> **YANG DIKERJAKAN**:
A - Tulis ulang bagian teks tentang pepatah bute baru mencelak dari "Oleh karenanya, dibalik" sampai "sombong atau sok).", dengan mengganti "Pulau Bangka" menjadi "Pulau Belitung".
B - Menurut teks tentang pepatah bute baru mencelak, apa arti ungkapan Jawa "ojo dumeh"?
C - Lanjutkan teks tentang pepatah bute baru mencelak mulai dari sesudah kalimat terakhirnya.

> **TEKS TERSEDIA**:
◇ ◇ ◇ ◇
Memang, “bute baru mencelak” bermakna orang buta yang baru bisa melihat sebetulnya tidak hanya dalam fenomena remaja kita yang sedang puber sehingga menciptakan perilaku kelitet alias kegatelan. Tapi sindiran para orangtua kita dulu dengan kalimat “Bute Baru Mencelak” atau “Kaki Baru Tau Ngejong” ini termasuk kepada orang dewasa yang berperilaku kagetan. Misalnya orang miskin mendadak kaya, lantas kesana kemari memamerkan kekayaannya. Orang kecil tiba-tiba jadi pejabat, lantas berperilaku petantang-petenteng tanpa menyadari asal usul dirinya, sehingga muncul istilah “kaget struktural”. Orang pelosok yang tiba-tiba masuk kota besar, lantas berkoar-koar cerita mengenai kemewahan kota yang dibesar-besarkan. Termasuk juga para sarjanawan-sarjanawan yang baru di wisuda lantas pulang kampung dengan gaya taipau sok intelek, dan lain sebagainya.
Kita semua, umumnya cenderung memiliki ego, harga diri, emosi dan rasa besar diri serta rasa ingin tahu dan ingin menguasai yang tinggi. Apalagi misalnya ketika sesuatu yang kita impikan menjadi kenyataan setelah susah payah berusaha mendapatkannya, sedangkan orang lain tidak berhasil seperti kita. Jika karakter diri tidaklah kuat, maka pribadi-pribadi seperti ini akan gampang dicap sebagai manusia “bute baru mencelak”tersebut.
Oleh karenanya, dibalik setiap budaya di Indonesia terkandung nilai-nilai kebijaksanaan lokal (local wisdom), termasuk budaya tutur atau budaya lisan para orangtua kita di Pulau Bangka ini. Begitu juga dengan budaya Jawa sebagai salah satu budaya yang tertua di tanah air ini, juga memiliki pepatah atau idiom yang berasal dari warisan leluhurnya. Misalnya yang berkaitan dengan perilaku “bute baru mencelak” ini adalah ojo gumunan (jangan mudah kagum), ojo kagetan (jangan mudah terkejut), lan ojo dumeh (dan jangan sombong atau sok).
◇ ◇ ◇ ◇
Data Tercatat
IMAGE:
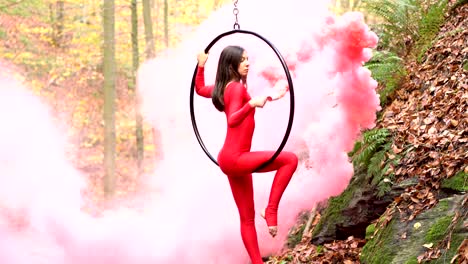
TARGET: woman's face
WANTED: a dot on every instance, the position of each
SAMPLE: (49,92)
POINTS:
(244,65)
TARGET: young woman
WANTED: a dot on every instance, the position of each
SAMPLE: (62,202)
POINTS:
(229,95)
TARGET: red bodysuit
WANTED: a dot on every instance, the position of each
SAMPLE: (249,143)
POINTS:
(237,161)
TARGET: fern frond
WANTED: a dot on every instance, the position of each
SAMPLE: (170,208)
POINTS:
(387,69)
(429,26)
(372,142)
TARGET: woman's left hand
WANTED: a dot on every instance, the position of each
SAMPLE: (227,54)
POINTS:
(279,90)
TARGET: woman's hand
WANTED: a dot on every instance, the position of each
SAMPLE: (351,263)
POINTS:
(258,101)
(202,58)
(280,89)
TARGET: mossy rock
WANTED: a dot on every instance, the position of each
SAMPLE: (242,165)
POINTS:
(350,213)
(457,183)
(402,242)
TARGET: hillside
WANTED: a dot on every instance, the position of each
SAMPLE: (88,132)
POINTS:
(428,120)
(426,116)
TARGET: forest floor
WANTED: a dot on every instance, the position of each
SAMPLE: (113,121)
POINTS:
(427,111)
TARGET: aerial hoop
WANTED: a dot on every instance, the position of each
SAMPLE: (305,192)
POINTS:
(291,91)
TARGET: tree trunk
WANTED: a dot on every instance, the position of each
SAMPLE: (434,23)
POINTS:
(148,22)
(149,47)
(109,97)
(166,23)
(136,62)
(57,21)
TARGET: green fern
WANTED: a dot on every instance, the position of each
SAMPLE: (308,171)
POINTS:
(397,22)
(370,155)
(388,70)
(372,141)
(429,26)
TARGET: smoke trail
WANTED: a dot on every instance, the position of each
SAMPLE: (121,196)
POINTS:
(335,99)
(192,217)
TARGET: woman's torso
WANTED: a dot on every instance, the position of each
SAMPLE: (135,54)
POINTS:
(239,138)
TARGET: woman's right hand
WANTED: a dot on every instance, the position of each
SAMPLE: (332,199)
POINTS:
(202,58)
(258,101)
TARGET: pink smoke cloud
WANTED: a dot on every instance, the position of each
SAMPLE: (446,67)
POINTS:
(190,215)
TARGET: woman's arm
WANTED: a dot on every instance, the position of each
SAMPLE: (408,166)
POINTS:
(236,110)
(200,86)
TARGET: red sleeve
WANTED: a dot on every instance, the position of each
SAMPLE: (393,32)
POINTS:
(200,87)
(235,108)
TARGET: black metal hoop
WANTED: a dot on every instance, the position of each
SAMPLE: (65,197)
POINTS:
(291,91)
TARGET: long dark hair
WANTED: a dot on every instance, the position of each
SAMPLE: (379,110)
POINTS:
(228,66)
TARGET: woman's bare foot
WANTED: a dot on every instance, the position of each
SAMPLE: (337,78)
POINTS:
(273,230)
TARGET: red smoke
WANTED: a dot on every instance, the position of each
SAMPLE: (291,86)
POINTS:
(191,217)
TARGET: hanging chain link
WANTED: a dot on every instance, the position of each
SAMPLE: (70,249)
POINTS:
(235,11)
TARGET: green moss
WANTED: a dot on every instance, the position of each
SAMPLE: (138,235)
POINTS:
(370,231)
(335,207)
(455,243)
(380,249)
(319,249)
(459,182)
(413,260)
(296,237)
(438,230)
◇ ◇ ◇ ◇
> **JAWABAN**:
A -
Oleh karenanya, dibalik setiap budaya di Indonesia terkandung nilai-nilai kebijaksanaan lokal (local wisdom), termasuk budaya tutur atau budaya lisan para orangtua kita di Pulau Belitung ini. Begitu juga dengan budaya Jawa sebagai salah satu budaya yang tertua di tanah air ini, juga memiliki pepatah atau idiom yang berasal dari warisan leluhurnya. Misalnya yang berkaitan dengan perilaku “bute baru mencelak” ini adalah ojo gumunan (jangan mudah kagum), ojo kagetan (jangan mudah terkejut), lan ojo dumeh (dan jangan sombong atau sok).

B - Jangan sombong atau sok.

C -
Sindiran atau pepatah yang disindirkan oleh orangtua kita dulu sebenarnya tak perlu terjadi jika kita memiliki karakter yang kuat, sehingga tidak mudah “gumun”, tidak gampang “kaget” dan akhirnya jauh dari perilaku “dumeh”.
Ada baiknya kita belajar kepada benda-benda yang ada di sekitar kita, misalnya: kacang panjang, walaupun sudah dipotong-potong menjadi pendek, tetaplah ia disebut kacang panjang. Daun kering yang tersiram air hujan, tetaplah ia disebut daun kering. Ikan asin yang sudah ditumis dengan cabe pedas atau buah asam, tetaplah ia disebut ikan asin. Bahkan ayam jago yang kalah dalam persabungan tetaplah ia disebut sebagai ayam jago. Begitupula ikan yang hidup ratusan tahun di lautan yang asin, namun ia tidak berubah menjadi asin. Juga kita bisa belajar dari uang kertas yang sudah lecek dan kumal, tetap tak berkurang sedikit pun nilainya alias sama nilainya dengan uang yang baru keluar dari percetakan.
Inilah yang disebut sebagai karakter diri, jati diri atau kepribadian. Oleh karenanya kita menyukai seseorang yang tak lupa akan asal usulnya, tidak berperilaku petantang-petenteng walau diri adalah seorang pejabat besar, tidak membodoh-bodohi orang lain karena merasa diri lebih pintar, tak pamer harta kekayaan walau baru saja mendadak kaya, tak mengumbar janji dan omongan karena memiliki wewenang atau sedang berkuasa dan lain sebagainya.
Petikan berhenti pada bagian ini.